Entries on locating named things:

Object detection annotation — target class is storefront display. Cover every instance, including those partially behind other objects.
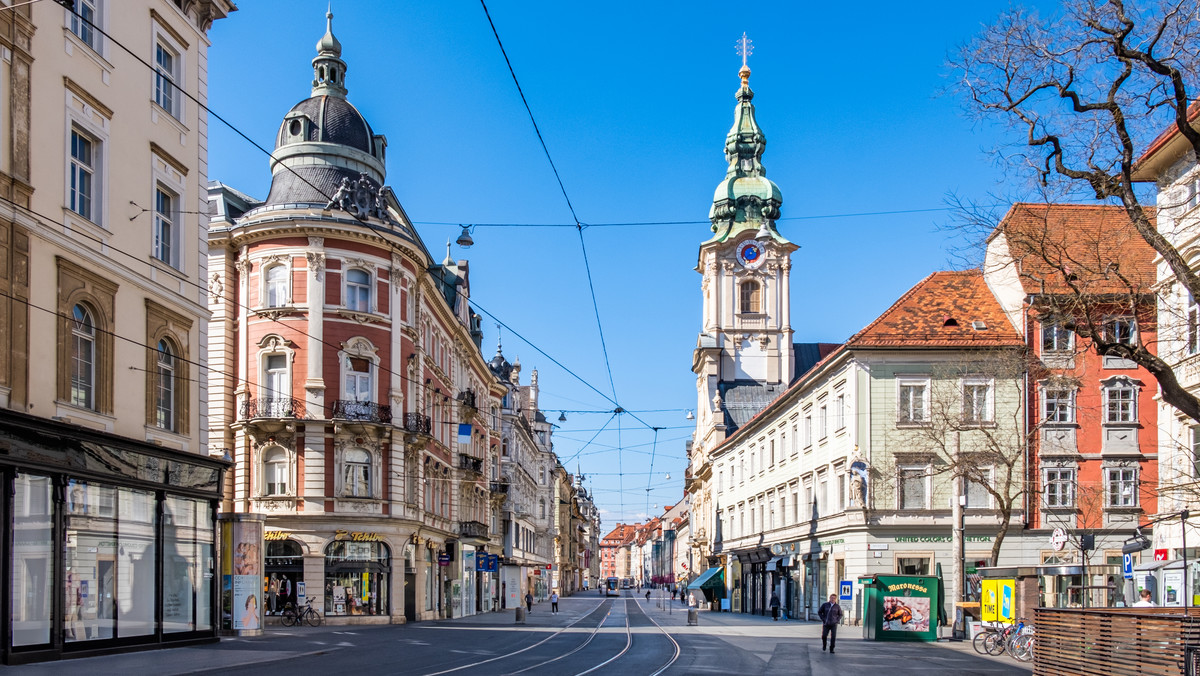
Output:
[263,542,304,615]
[325,540,391,616]
[0,412,227,664]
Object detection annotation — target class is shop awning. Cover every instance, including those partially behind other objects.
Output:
[688,566,725,590]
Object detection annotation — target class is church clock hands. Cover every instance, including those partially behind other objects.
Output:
[738,239,763,270]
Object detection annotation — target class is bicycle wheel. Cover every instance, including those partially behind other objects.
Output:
[280,608,300,627]
[304,608,324,627]
[1012,634,1034,662]
[983,633,1008,656]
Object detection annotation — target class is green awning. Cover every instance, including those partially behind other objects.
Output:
[688,566,725,591]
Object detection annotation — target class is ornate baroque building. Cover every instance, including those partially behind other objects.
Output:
[685,58,797,578]
[209,14,508,622]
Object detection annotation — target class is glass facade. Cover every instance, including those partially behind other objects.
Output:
[325,540,391,616]
[0,412,223,664]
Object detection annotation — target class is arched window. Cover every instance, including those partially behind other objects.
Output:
[264,265,288,307]
[346,269,371,312]
[259,354,292,418]
[71,305,96,408]
[342,448,371,497]
[740,280,762,313]
[263,445,292,496]
[155,340,178,432]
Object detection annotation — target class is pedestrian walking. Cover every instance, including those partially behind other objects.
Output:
[817,594,841,654]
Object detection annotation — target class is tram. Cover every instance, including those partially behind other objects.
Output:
[604,578,620,597]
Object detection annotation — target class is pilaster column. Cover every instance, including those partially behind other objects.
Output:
[304,237,325,417]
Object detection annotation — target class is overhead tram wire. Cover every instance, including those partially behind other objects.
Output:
[413,204,1007,228]
[479,0,624,413]
[54,8,650,437]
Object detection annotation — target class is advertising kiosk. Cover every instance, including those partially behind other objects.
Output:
[858,575,941,641]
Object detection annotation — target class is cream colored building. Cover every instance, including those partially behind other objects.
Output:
[0,0,236,662]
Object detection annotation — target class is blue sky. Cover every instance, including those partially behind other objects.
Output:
[209,0,1060,528]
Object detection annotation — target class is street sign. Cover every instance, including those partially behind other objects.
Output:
[1050,528,1067,551]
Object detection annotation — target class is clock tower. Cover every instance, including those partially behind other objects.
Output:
[688,43,798,566]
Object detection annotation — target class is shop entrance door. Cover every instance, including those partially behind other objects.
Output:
[404,570,416,622]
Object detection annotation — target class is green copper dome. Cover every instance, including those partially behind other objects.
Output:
[708,66,787,243]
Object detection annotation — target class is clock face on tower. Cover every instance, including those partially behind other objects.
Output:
[738,239,763,270]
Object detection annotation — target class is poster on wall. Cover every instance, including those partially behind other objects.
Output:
[222,521,263,629]
[883,596,930,632]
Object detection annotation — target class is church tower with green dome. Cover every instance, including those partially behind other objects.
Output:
[688,35,798,564]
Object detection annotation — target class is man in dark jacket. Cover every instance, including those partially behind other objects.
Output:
[817,594,841,654]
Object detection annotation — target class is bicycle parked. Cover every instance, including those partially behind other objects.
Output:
[280,600,324,627]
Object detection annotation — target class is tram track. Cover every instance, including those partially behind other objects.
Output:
[425,597,682,676]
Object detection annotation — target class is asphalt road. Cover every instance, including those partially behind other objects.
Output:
[0,593,1032,676]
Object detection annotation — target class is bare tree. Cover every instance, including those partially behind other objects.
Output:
[900,348,1037,564]
[950,0,1200,420]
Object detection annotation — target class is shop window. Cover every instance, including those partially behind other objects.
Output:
[162,496,214,634]
[896,556,930,575]
[325,540,391,616]
[263,540,304,615]
[64,480,156,642]
[8,473,54,647]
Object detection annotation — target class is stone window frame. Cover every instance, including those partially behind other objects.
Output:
[146,12,188,124]
[1100,376,1141,427]
[738,279,763,315]
[251,334,296,400]
[895,373,932,427]
[145,298,192,435]
[62,0,108,58]
[254,442,292,498]
[55,256,118,415]
[896,461,934,512]
[337,336,379,403]
[62,78,113,234]
[149,148,187,270]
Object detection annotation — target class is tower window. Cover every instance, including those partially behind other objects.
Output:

## Aim
Change "target class" to "object category" throughout all of the records above and leave every other word as it is. Leave the pictures out of your answer.

## Response for this exercise
Object detection annotation — object category is storefront display. Cover every instance, including those partially behind other objects.
Output:
[263,542,304,615]
[325,540,391,616]
[0,412,227,664]
Object detection annotation — object category is shop awning. Cover every instance, including those partially behind other objects.
Output:
[688,566,725,590]
Object detection annotation — object category is church clock hands. Cover every instance, including those partially behind other objects.
Output:
[738,239,763,270]
Object detection annotation — object category is bicycle wheel. Cover every instance, including those partially behind other objects.
Output:
[280,608,300,627]
[304,608,324,627]
[1012,634,1034,662]
[983,633,1008,656]
Object detection annotation — object category is green awning. Cover every instance, including those partially behind other objects.
Output:
[688,566,725,591]
Object detection annotation — object category is ornate baroque building. Cover every instance, including those partially behind other objects.
Output:
[685,58,797,578]
[209,14,508,622]
Object detection annotation — object category is glass facade. Cover every instance, including those partially behind other objects.
Output:
[325,540,391,616]
[0,412,223,664]
Object detection annotation — object category is arched window. Cover every instance, including those partially behind other objects.
Output:
[264,265,288,307]
[346,269,371,312]
[259,354,292,418]
[71,305,96,408]
[342,448,371,497]
[740,280,762,313]
[263,445,292,496]
[155,340,178,432]
Object detection annotation — object category is pedestrian walking. Cover every instance, including those partially behind other objects.
Output:
[817,594,841,654]
Object detection annotation — object category is tram. Cover every instance, including those partially behind other objects.
Output:
[604,578,620,597]
Object detection annotation — object category is pilaster column. Cover every instance, including those partially behind other objects.
Output:
[304,237,325,417]
Object detection annotation — object category is overhead tram wire. Cover every instance, including those partially behind other objects.
Output:
[413,204,1007,228]
[479,0,624,413]
[54,8,650,437]
Object detection annotation — object category is advertising kiosk. Cover every instance, including those partially behind other objects.
Output:
[858,575,941,641]
Object detection annotation — object category is cream colored building. Cover every instance, including those partially behind other objects.
Output:
[0,0,236,662]
Object detection annotation — object category is blue sky. Cover every instance, including those partially behind other objects.
Output:
[209,0,1060,528]
Object detection annotation — object category is street sign. Cover every instance, including those partially behind other objects.
Output:
[1050,528,1067,551]
Object detection annotation — object category is clock tower. Cover every instance, including those partially behind other objects.
Output:
[688,43,798,566]
Object detection annotation — object category is shop entrance door. Cover every instance, including those partially behind other objects.
Output:
[404,570,416,622]
Object detection annotation — object category is green copper dome. Cover every instance, including those partially behind other objects.
Output:
[708,66,787,243]
Object detection annotation — object category is clock face on tower. Cover every instance, including those partially behind other objects.
Output:
[738,239,763,270]
Object detection annotation — object category is poster on wall. Cover every instance, including those partially behind other objects.
Output:
[222,521,263,629]
[883,596,930,632]
Object detection annotation — object category is church tower with green dome. Cover every instance, including those partially behind other objects.
Output:
[688,35,798,564]
Object detection annotation — object category is man in dark jacket. Cover every instance, including those partially behind other objects.
Output:
[817,594,841,654]
Object detection annotation — object category is bicycle parked. Cover every instance, including those partially behind other objects.
Output:
[280,600,324,627]
Object detection annotation — object category is tram track. Cover every instance, including those partially behind other objects.
Output:
[425,597,682,676]
Object detection annotation — object category is asphalt road. Cover every instance, including those partially behind other objects.
Output:
[0,593,1032,676]
Object detection annotation — object category is bare tree. Cover every instance, including those partially behind other objects.
Output:
[900,348,1037,564]
[950,0,1200,420]
Object detection annotation — object category is shop window. Cover every instance, including those partially behind other objects.
Output:
[162,496,214,634]
[896,556,930,575]
[325,540,391,616]
[263,540,304,615]
[64,480,156,642]
[8,473,54,647]
Object detection annotation — object category is stone window frame. Cover every instance, including those partially behind other objects.
Output:
[146,12,188,124]
[1100,376,1141,427]
[738,279,763,315]
[251,334,296,400]
[895,373,932,427]
[145,298,192,435]
[62,0,108,58]
[254,442,292,498]
[55,256,118,415]
[896,461,934,512]
[337,336,379,403]
[62,78,113,234]
[149,148,187,270]
Object detection annotation — object category is tower window. Cover every instance, including those partially behind other objects.
Output:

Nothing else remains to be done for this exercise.